Task set:
1) Can you reproduce the mailing-list reply about the CMP+CSEL fusion patch word for word, from "Re: [PATCH] aarch64: Fuse" up to and including "again, no regression."?
2) Could you continue the mailing-list reply about fusing CMP+CSEL and CMP+CSET for Neoverse V2 from the point where it stops?

Re: [PATCH] aarch64: Fuse CMP+CSEL and CMP+CSET for -mcpu=neoverse-v2

Jennifer Schmitz Wed, 31 Jul 2024 05:08:58 -0700

Thanks for the feedback! I updated the patch based on your comments, more 
detailed comments inline below. The updated version was bootstrapped and tested 
again, no regression.
Best,
Jennifer

0001-AArch64-Fuse-CMP-CSEL-and-CMP-CSET-for-mcpu-neoverse.patch
Description: Binary data

> On 25 Jul 2024, at 14:49, Kyrylo Tkachov <ktkac...@nvidia.com> wrote:
> 
> 
> 
>> On 25 Jul 2024, at 13:58, Richard Sandiford <richard.sandif...@arm.com> 
>> wrote:
>> 
>> External email: Use caution opening links or attachments
>> 
>> 
>> Jennifer Schmitz <jschm...@nvidia.com> writes:
>>> Thank you for the feedback. I added checks for SCALAR_INT_MODE_P for the 
>>> reg operands of the compare and if-then-else expressions. As it is not 
>>> legal to have different modes in the operand registers, I only added one 
>>> check for each of the expressions.
>>> The updated patch was bootstrapped and tested again.
>>> Best,
>>> Jennifer
>>> 
>>> From 8da609be99fece8130cf1429bd938b2a26c6672b Mon Sep 17 00:00:00 2001
>>> From: Jennifer Schmitz <jschm...@nvidia.com>
>>> Date: Wed, 24 Jul 2024 06:13:59 -0700
>>> Subject: [PATCH] aarch64: Fuse CMP+CSEL and CMP+CSET for -mcpu=neoverse-v2
>>> 
>>> According to the Neoverse V2 Software Optimization Guide (section 4.14), the
>>> instruction pairs CMP+CSEL and CMP+CSET can be fused, which had not been
>>> implemented so far. This patch implements and tests the two fusion pairs.
>>> 
>>> The patch was bootstrapped and regtested on aarch64-linux-gnu, no 
>>> regression.
>>> There was also no non-noise impact on SPEC CPU2017 benchmark.
>>> OK for mainline?

Entries from a dataset:
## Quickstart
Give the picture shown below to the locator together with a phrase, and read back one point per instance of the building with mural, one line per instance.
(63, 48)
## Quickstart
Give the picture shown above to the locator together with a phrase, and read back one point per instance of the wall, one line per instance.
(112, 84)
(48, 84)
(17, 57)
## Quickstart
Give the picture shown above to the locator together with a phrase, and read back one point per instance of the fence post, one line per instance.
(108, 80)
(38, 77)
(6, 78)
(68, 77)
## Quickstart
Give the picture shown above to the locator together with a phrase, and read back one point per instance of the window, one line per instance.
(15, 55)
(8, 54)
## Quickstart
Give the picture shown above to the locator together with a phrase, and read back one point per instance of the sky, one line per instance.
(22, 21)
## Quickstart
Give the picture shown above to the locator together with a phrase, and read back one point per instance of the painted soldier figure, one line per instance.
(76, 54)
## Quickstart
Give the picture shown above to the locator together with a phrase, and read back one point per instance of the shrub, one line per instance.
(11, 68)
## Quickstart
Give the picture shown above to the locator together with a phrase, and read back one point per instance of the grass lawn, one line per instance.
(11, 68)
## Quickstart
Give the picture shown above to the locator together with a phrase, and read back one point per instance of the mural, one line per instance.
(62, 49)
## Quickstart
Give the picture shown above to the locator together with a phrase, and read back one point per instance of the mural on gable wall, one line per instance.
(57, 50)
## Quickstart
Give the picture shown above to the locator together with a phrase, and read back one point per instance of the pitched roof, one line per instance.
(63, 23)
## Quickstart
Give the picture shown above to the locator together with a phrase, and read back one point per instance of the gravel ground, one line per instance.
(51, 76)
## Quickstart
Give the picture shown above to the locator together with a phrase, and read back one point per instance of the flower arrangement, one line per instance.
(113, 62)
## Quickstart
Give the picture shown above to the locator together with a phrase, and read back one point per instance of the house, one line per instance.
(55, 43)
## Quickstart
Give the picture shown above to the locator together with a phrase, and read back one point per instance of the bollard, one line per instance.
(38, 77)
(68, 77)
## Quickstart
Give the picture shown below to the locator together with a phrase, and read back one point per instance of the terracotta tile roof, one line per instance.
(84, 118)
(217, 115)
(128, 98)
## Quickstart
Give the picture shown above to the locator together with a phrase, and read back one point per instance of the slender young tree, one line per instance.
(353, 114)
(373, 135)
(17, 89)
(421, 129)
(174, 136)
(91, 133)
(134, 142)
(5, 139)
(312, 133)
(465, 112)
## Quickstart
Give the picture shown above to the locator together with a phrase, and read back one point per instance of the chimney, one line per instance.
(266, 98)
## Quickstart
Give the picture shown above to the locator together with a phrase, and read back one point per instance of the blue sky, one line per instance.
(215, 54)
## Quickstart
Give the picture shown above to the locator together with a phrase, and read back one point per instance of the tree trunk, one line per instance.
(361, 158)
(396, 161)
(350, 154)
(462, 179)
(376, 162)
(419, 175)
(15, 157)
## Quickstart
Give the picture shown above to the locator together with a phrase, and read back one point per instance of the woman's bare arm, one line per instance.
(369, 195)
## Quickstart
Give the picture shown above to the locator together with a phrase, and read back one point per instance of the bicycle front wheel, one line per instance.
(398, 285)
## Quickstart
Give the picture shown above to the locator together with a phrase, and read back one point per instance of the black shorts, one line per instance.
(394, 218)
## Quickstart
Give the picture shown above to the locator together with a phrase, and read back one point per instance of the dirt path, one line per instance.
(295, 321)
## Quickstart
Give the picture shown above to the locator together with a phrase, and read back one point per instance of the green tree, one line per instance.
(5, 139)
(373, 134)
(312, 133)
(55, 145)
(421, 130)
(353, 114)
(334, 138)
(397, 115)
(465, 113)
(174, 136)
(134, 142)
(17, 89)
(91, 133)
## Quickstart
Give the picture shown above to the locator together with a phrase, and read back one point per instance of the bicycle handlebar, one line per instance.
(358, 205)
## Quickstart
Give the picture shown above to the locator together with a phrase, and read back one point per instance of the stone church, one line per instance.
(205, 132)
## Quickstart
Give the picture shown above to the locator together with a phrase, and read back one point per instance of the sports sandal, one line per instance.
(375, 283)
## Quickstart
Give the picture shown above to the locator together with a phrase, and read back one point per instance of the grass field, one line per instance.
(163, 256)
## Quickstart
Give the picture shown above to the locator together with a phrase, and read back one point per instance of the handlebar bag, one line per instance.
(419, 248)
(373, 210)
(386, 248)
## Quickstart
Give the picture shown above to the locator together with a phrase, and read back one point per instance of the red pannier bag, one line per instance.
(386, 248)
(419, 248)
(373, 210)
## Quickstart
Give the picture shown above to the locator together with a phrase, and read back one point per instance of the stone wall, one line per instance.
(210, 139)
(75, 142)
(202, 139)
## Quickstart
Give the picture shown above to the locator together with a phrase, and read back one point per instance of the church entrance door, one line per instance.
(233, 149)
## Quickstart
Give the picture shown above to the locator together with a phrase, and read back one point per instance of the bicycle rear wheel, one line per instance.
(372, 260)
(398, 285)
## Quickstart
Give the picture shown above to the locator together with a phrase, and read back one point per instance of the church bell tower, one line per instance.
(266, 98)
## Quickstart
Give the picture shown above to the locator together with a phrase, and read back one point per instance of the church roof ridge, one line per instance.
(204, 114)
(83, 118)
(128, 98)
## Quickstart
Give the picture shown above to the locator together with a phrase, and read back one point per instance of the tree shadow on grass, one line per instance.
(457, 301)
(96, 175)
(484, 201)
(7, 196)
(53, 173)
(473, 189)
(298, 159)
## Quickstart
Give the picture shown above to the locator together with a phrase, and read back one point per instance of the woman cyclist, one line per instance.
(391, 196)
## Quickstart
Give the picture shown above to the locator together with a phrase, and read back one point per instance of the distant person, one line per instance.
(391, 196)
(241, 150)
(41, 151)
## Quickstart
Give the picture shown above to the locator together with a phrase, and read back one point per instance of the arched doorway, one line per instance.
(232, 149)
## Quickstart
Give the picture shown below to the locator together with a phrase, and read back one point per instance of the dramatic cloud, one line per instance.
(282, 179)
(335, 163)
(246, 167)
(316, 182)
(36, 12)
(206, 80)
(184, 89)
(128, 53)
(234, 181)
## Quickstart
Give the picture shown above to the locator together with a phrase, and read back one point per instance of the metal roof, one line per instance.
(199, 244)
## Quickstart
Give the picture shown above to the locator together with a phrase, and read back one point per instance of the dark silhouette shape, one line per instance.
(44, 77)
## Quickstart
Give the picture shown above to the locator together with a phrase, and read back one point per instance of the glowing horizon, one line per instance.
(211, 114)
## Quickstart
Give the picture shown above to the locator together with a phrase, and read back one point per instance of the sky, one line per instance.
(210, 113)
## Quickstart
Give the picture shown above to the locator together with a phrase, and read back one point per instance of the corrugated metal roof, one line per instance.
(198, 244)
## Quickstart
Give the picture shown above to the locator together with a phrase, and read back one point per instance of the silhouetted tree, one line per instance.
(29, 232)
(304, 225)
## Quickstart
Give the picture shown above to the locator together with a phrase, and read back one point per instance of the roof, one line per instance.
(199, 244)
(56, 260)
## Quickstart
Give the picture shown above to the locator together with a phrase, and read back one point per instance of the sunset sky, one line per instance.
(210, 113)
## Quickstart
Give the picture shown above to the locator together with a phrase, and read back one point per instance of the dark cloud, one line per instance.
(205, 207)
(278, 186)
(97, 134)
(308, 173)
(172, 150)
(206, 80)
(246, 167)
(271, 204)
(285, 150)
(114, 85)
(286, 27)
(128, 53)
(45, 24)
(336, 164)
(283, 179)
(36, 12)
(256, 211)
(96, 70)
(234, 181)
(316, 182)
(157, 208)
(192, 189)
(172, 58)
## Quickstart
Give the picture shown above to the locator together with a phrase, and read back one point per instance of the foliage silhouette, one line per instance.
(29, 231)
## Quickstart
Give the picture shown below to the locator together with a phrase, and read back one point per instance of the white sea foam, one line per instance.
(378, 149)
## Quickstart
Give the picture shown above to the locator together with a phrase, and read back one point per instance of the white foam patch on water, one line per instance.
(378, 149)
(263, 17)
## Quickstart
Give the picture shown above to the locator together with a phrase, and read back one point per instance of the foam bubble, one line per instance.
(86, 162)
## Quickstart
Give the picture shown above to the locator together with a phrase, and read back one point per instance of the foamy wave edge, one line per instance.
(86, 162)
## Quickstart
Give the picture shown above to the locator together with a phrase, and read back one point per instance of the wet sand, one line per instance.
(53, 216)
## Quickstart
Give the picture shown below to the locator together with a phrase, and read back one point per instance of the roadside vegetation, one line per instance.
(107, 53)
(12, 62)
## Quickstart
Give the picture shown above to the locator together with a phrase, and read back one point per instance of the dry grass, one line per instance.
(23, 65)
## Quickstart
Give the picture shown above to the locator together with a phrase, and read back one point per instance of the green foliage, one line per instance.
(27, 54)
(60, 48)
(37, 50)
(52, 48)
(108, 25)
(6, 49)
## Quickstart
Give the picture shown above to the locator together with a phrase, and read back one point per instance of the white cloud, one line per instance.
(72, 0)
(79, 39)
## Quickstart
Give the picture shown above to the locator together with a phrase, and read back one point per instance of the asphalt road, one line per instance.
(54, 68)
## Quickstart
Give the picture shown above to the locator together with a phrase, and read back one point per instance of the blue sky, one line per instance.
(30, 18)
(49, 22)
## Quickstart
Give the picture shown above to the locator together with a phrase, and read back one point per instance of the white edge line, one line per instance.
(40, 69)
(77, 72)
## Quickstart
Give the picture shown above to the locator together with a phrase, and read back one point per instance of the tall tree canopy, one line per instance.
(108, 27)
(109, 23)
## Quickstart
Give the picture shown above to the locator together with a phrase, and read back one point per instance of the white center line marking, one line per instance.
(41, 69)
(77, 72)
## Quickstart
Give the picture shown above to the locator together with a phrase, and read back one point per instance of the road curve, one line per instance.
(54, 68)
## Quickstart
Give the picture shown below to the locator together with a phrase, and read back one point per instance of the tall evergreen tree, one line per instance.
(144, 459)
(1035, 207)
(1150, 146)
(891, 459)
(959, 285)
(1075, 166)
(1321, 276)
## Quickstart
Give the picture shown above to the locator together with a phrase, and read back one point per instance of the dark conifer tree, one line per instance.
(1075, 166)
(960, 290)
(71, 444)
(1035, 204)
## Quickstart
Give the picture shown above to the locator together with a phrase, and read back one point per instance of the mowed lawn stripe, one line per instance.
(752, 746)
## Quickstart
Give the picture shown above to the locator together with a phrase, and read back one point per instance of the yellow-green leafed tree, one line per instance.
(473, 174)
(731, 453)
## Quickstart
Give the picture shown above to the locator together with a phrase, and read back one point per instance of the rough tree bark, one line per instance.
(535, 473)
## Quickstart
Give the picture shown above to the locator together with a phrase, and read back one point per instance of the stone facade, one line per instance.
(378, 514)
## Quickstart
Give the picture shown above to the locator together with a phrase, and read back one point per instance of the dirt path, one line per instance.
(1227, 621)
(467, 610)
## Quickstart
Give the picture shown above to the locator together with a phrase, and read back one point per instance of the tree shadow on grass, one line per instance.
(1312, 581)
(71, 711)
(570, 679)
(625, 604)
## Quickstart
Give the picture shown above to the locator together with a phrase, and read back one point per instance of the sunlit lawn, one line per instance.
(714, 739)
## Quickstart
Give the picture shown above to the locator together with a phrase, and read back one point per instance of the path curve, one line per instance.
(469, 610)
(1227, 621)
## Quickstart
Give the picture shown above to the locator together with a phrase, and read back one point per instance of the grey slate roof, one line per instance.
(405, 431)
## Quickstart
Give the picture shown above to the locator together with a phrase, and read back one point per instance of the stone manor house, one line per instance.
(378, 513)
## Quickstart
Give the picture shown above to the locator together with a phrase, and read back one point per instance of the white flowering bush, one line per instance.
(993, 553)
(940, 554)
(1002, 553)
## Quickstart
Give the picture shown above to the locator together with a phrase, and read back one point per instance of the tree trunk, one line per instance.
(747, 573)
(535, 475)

Exercise results:
1)
Re: [PATCH] aarch64: Fuse CMP+CSEL and CMP+CSET for -mcpu=neoverse-v2

Jennifer Schmitz Wed, 31 Jul 2024 05:08:58 -0700

Thanks for the feedback! I updated the patch based on your comments, more 
detailed comments inline below. The updated version was bootstrapped and tested 
again, no regression.

2)
>>> 
>>> Signed-off-by: Jennifer Schmitz <jschm...@nvidia.com>
>>> 
>>> gcc/
>>> 
>>>     * config/aarch64/aarch64.cc (aarch_macro_fusion_pair_p): Implement
>>>     fusion logic.
>>>     * config/aarch64/aarch64-fusion-pairs.def (cmp+csel): New entry.
>>>     (cmp+cset): Likewise.
>>>     * config/aarch64/tuning_models/neoversev2.h: Enable logic in
>>>     field fusible_ops.
>>> 
>>> gcc/testsuite/
>>> 
>>>     * gcc.target/aarch64/fuse_cmp_csel.c: New test.
>>>     * gcc.target/aarch64/fuse_cmp_cset.c: Likewise.
>> 
>> Thanks for the update.
>> 
>> It looks from a quick scan like the main three instructions associated
>> with single-set integer COMPAREs are CMP, CMN and TST.  TST could be
>> distinguished from CMP and CMN based on get_attr_type (), although it
>> looks like:
>> 
>> (define_insn "*and<mode>_compare0"
>> [(set (reg:CC_Z CC_REGNUM)
>>       (compare:CC_Z
>>        (match_operand:SHORT 0 "register_operand" "r")
>>        (const_int 0)))]
>> ""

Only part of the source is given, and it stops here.